PAGINA:
Getuige “Fit as a Fiddle” en “Everybody Wants” tedere tango’s van razernij op een bedje van aardbeien en versgestoken asperges over de (on)mogelijkheid tot samenzijn, gecondenseerde puree van het al dan niet lachende leven, of wat daarvoor moet doorgaan. Superlatieven komen tekort bij deze superieur geserveerde hoogmis uit de bevallige kelen van onze drie kloeke deernes, op en top elegante verschijning in een doldwaze gezongen komedie, maar vergis u niet : om dit op een dergelijke manier onder knietjes en leden te krijgen zijn er bloed, zweet/tranen & zeeën van tijd (rijkelijk) gevloeid. Met Spartaanse discipline samengebalde klasse, een prettig gestoorde lawine aan veelzijdigheid, als het ware in één flashy flitsmarathon. Nog even die immense kunde verder demonstreren in de laatste loodjes, als daar zijn “Everybody Wants”, bij wijze van ode aan het koortsig collectief verlangen dat ons allen midscheeps treft in de achtbaan van het leven.

OPDRACHT:
Welk nummer wordt op de pagina hierboven een ode aan het koortsig collectief verlangen genoemd?

GEGEVENS:
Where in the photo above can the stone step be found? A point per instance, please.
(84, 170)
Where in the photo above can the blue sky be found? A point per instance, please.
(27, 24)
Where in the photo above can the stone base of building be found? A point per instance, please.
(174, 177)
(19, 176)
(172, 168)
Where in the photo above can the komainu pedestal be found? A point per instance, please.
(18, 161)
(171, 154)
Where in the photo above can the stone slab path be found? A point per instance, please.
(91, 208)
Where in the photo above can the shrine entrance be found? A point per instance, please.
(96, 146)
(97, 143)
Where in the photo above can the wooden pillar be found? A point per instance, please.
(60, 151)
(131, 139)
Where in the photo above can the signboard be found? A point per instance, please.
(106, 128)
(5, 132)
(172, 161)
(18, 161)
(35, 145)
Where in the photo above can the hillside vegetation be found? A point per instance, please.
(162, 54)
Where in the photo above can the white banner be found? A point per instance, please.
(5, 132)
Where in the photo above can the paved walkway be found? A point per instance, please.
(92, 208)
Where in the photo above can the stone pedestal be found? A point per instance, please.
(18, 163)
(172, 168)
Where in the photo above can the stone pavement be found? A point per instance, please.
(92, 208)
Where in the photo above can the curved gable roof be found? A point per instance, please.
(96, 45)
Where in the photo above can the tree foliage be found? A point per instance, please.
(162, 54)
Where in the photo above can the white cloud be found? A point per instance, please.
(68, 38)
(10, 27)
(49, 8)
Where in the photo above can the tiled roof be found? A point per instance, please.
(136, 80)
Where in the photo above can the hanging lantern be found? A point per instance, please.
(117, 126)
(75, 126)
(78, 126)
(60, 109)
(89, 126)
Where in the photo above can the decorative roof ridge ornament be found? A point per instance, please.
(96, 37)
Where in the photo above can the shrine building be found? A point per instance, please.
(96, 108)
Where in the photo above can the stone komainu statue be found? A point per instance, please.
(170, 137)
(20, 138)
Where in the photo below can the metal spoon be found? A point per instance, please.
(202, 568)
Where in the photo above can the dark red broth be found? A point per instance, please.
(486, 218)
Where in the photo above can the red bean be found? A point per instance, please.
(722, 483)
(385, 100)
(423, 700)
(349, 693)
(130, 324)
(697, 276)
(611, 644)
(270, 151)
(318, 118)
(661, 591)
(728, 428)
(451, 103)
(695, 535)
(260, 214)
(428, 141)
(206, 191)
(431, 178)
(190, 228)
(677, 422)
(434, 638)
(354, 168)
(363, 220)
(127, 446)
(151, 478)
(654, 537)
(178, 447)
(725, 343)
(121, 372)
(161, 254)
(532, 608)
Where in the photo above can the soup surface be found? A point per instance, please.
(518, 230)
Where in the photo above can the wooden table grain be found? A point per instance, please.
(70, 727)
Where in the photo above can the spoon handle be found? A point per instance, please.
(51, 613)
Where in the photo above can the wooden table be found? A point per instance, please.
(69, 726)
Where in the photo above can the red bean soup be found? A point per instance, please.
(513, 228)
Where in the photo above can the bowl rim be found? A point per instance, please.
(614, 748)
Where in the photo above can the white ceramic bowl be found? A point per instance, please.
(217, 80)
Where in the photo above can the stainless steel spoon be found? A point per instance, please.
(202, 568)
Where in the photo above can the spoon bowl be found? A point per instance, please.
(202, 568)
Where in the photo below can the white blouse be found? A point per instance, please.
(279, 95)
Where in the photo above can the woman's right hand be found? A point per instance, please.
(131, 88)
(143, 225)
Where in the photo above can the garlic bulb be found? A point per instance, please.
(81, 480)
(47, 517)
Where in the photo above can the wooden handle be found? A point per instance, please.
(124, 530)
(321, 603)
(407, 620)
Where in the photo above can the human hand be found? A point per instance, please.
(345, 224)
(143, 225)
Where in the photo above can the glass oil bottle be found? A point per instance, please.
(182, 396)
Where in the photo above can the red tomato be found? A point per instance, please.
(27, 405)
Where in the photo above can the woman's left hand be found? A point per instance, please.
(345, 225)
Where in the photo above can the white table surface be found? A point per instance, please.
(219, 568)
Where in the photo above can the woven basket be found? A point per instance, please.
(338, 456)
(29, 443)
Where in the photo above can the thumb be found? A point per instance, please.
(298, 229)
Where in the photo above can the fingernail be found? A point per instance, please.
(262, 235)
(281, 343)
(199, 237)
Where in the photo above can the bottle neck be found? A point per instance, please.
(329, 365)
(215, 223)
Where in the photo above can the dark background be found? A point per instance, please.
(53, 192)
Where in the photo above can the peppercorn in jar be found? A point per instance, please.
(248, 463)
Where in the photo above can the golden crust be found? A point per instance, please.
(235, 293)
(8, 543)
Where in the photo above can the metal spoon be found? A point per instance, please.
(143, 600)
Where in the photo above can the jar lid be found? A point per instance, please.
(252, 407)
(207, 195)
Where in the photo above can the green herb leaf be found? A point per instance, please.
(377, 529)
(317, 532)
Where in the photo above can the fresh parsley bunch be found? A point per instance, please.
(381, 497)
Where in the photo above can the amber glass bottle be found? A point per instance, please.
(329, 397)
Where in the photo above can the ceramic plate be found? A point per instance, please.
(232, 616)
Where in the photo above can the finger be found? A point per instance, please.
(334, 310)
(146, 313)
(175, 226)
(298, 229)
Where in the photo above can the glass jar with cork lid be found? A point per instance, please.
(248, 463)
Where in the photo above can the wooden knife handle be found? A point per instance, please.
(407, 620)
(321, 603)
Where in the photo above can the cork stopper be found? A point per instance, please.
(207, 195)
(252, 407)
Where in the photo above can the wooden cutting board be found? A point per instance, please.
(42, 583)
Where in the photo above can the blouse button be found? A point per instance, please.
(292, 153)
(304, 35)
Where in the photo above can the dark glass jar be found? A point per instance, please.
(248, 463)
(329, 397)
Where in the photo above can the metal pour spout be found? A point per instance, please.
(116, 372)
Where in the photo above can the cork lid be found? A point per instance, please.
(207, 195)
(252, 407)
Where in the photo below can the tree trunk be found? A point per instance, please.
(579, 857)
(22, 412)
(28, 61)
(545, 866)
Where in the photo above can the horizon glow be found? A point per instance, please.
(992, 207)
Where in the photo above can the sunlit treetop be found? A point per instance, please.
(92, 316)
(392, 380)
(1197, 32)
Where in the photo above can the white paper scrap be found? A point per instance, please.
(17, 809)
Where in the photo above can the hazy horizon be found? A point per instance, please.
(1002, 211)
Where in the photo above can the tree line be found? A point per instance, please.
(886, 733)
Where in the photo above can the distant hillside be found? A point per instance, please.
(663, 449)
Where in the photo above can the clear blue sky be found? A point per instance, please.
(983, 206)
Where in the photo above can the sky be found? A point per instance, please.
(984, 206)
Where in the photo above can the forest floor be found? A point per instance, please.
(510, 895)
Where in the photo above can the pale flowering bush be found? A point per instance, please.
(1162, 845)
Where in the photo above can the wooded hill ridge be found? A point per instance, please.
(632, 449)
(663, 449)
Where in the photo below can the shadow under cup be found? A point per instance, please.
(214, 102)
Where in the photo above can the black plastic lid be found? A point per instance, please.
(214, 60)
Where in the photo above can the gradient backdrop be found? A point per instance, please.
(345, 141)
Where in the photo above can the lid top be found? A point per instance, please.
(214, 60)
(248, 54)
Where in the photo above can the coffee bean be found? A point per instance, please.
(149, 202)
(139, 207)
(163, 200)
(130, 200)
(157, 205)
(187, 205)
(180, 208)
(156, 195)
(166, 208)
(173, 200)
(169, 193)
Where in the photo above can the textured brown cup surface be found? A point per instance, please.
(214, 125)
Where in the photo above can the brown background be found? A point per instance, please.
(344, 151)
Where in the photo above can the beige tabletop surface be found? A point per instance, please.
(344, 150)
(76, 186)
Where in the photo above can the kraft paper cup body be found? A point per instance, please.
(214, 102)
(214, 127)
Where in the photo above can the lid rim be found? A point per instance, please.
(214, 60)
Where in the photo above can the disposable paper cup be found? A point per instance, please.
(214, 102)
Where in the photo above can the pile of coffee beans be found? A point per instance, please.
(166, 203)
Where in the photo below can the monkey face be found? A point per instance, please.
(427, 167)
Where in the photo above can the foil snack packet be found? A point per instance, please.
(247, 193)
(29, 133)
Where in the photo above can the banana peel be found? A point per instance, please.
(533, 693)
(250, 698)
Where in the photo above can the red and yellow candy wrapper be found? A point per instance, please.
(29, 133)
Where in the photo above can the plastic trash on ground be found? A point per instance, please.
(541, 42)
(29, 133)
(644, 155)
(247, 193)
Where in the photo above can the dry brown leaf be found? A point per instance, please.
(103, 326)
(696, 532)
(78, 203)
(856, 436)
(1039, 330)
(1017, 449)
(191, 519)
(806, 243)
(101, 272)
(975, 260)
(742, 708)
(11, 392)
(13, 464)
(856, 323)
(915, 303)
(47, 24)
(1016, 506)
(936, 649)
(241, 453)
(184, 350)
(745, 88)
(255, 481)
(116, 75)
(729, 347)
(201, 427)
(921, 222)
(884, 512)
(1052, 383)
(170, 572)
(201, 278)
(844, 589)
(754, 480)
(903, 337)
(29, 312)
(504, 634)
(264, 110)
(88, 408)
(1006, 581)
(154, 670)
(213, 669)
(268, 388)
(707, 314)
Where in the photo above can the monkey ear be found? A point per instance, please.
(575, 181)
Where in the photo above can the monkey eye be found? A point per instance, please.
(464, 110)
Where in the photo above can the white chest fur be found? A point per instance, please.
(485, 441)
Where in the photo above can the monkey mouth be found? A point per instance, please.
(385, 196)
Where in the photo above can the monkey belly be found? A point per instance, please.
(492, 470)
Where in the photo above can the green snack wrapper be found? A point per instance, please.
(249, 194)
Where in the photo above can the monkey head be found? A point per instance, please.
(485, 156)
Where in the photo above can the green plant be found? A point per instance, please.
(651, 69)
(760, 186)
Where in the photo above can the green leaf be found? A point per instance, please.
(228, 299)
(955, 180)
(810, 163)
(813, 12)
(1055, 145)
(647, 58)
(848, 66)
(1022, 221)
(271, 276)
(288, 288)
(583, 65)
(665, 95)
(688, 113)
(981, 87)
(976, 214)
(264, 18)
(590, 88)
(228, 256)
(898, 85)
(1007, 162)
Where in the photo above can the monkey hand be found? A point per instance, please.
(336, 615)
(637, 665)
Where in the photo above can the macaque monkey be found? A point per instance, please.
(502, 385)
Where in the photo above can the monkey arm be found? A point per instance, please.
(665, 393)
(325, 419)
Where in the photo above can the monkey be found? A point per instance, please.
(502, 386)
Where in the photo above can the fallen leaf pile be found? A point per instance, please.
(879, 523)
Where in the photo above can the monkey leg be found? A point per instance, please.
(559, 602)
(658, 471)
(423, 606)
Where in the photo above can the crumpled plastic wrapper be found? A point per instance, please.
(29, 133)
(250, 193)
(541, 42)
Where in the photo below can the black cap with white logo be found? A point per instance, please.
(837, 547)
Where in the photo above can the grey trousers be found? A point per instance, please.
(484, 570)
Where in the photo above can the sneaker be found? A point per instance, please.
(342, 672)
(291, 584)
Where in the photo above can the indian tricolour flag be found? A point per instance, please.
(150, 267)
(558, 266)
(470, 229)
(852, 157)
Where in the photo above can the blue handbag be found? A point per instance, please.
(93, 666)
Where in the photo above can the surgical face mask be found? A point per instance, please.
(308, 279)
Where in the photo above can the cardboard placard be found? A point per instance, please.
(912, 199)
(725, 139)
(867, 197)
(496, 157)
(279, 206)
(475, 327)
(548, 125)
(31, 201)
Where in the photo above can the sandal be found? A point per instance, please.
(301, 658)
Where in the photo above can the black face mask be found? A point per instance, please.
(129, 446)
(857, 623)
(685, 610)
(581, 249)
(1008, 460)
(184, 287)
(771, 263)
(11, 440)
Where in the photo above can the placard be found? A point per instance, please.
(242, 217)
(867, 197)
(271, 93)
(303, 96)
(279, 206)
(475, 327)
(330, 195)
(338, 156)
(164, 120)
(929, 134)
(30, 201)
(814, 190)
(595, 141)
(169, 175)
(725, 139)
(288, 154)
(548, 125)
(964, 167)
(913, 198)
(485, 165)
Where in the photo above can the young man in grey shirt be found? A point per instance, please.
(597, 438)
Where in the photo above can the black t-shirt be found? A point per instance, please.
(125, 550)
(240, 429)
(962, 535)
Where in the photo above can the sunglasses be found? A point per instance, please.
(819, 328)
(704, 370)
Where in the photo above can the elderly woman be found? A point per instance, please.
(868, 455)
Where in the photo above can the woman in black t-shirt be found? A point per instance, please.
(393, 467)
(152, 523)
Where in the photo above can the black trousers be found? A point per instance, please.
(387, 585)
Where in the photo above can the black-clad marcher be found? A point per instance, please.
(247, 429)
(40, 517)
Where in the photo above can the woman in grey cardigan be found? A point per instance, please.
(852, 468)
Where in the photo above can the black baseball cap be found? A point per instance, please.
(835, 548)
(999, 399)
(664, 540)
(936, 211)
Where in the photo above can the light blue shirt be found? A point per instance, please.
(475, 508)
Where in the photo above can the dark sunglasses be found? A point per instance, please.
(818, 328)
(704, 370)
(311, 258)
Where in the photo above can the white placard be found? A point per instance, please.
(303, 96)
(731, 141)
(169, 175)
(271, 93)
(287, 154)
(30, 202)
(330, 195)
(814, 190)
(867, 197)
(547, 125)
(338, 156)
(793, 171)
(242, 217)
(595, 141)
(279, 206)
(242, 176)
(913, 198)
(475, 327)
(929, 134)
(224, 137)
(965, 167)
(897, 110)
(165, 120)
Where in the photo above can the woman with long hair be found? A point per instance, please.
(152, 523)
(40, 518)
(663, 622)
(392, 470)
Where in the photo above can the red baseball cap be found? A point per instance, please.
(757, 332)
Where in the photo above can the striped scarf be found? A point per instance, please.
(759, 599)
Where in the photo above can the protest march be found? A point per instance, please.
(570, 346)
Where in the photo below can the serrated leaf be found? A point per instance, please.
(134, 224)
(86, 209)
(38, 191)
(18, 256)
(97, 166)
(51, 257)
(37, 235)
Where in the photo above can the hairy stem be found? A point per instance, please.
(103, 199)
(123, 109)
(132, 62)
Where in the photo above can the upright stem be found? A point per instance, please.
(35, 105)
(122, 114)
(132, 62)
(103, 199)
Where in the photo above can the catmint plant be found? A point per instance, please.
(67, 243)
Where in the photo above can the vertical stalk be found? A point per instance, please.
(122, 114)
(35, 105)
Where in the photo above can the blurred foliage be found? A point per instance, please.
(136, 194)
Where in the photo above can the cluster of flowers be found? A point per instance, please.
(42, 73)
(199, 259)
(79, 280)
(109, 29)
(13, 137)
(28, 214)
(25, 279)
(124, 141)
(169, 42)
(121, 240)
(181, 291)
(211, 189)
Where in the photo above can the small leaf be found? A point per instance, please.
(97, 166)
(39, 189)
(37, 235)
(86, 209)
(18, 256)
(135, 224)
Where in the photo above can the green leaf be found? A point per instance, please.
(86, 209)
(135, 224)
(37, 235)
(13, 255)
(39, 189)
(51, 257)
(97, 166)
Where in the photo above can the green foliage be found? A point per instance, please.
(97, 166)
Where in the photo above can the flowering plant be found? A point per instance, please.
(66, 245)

VOLLEDIG ANTWOORD:
“Everybody Wants”